- Brano
○ ○ ○ ○

Giovanni racconta la sua odissea: “Spero possa servire a fare chiarezza”. Invita i colleghi a farsi avanti. “Non sono operabile, vivo alla giornata”

L'incontro tra i familiari dei vigili del fuoco morti

L'incontro tra i familiari dei vigili del fuoco morti

Arezzo, 29 marzo 2025 – “Metto a disposizione la mia storia, la mia malattia, con la speranza che possa aiutare a far luce su quanto accaduto”. Sono parole di Giovanni Bonavita, aretino di 54 anni, due anni fa colpito da glioblastoma di quarto grado, lo stesso tumore cerebrale raro che ha colpito e portato via tre vigili del fuoco di Arezzo: Mario Marraghini, Maurizio Ponti e Antonio Ralli.

Anche Giovanni ha prestato servizio nella caserma di via degli Accolti, seppur per un solo anno come militare nel 1990, dopo due mesi trascorsi a Roma, come ha raccontato ad Arezzo Notizie. “In quell’anno non feci molti interventi, ma vissi a contatto con i vigili utilizzando dispositivi dello stesso genere. Ricordo molto bene Ralli e Marraghini, erano instancabili, adoravano il loro lavoro. Quella era una grande famiglia”, ci ha detto. “I casi potrebbero essere collegati? Perché sempre lo stesso tumore? Sono domande che mi pongo, alle quali non so ancora dare una risposta. È per questo che ho deciso di farmi avanti: magari una storia in più potrebbe aiutare nella ricerca della verità”, prosegue Giovanni.

Una verità che i familiari delle vittime cercano con determinazione: vogliono capire se esiste un nesso tra l’esposizione ai Pfas e l’insorgenza del glioblastoma. Un’ipotesi finora mai approfondita con ricerche specifiche.

○ ○ ○ ○

- Estratto dati
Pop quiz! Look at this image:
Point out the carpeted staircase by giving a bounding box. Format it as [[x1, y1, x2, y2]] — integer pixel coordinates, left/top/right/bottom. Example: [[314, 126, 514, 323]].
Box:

○ ○ ○ ○

Quali vigili del fuoco di Arezzo sono stati colpiti e portati via dal glioblastoma secondo il brano sul tumore? Scrivi i loro nomi completi.

- Risposta
Mario Marraghini, Maurizio Ponti, Antonio Ralli